• [SOURCE TEXT]
— BEGIN —

# Doing it backwards



## diggitydiggity (Feb 13, 2014)

I am kind of doing it backwards, I got all my speakers before I got my AVR because they were such a good deal and I had not quite selected my AVR yet.

Now I have selected my AVR, Onkyo TX-NR616, but I just found a great deal on another, Onkyo HT-RC560, and it seems to be a pretty good receiver. I am just not sure which one is going to be better for me in the long run.

This is a budgeted HT and I want to keep the AVR under $400. My speakers are Klipsch F-20's, Klipsch C-20, Klipsch S-10's (surround and rear), and a Polk PSW10 sub.

Any thoughts? From what I've read the HT-RC is a more budgeted AVR while the TX-NR is a step up. The HT-RC is wireless, but for $20 I can get an adapter for the TX-NR to solve that, and wireless is not really a selling point for me.

The TX-NR is also THX certified, but also from what I've read all that means is that Onkyo paid a lot of money to THX to get their stamp of approval when there are a lot of AVR's out there that can meet the requirements but just have not spent the money.

This is my first HT setup so I am still fairly new to most things.

Thanks!


----------



## ajinfla (May 10, 2009)

— END —

• [SUPPLIED ENTRIES]

— BEGIN —

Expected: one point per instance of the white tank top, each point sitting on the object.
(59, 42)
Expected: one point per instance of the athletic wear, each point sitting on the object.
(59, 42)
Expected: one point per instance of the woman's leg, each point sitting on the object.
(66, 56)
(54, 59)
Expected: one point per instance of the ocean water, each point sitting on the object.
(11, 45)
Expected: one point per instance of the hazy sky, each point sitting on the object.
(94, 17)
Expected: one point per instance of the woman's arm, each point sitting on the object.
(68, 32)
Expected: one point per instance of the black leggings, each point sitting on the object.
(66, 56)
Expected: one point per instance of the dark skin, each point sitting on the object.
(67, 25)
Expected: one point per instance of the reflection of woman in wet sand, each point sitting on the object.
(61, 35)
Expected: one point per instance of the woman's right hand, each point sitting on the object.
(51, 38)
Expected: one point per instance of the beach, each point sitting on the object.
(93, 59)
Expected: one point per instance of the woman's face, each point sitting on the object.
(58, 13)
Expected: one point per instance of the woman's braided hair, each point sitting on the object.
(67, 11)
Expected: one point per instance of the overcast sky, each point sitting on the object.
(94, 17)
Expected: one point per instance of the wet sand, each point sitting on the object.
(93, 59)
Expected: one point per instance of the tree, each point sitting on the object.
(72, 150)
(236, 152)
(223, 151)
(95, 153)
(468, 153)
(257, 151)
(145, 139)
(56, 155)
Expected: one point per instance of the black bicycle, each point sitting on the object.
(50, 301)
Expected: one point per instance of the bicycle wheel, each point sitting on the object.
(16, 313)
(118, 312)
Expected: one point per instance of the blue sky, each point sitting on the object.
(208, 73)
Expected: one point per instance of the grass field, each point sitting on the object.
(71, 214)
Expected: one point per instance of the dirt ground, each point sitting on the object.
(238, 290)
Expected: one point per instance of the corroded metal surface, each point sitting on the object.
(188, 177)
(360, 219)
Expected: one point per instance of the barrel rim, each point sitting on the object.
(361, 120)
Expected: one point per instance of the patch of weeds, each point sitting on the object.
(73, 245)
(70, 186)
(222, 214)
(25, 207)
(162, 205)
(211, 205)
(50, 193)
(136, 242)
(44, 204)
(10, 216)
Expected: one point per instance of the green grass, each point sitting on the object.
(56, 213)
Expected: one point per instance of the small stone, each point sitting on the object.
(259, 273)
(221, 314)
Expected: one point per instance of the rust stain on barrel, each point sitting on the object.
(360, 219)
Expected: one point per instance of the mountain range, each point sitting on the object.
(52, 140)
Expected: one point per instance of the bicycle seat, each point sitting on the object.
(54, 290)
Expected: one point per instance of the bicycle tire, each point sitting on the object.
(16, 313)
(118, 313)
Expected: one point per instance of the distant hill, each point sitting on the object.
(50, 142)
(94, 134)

— END —

• [AIM OF THE TASK] Can you repeat the AVR thread from "## diggitydiggity (Feb" to "point for me.", swapping "budgeted" for "low-cost"?

• [OUTPUT BELOW]
## diggitydiggity (Feb 13, 2014)

I am kind of doing it backwards, I got all my speakers before I got my AVR because they were such a good deal and I had not quite selected my AVR yet.

Now I have selected my AVR, Onkyo TX-NR616, but I just found a great deal on another, Onkyo HT-RC560, and it seems to be a pretty good receiver. I am just not sure which one is going to be better for me in the long run.

This is a low-cost HT and I want to keep the AVR under $400. My speakers are Klipsch F-20's, Klipsch C-20, Klipsch S-10's (surround and rear), and a Polk PSW10 sub.

Any thoughts? From what I've read the HT-RC is a more low-cost AVR while the TX-NR is a step up. The HT-RC is wireless, but for $20 I can get an adapter for the TX-NR to solve that, and wireless is not really a selling point for me.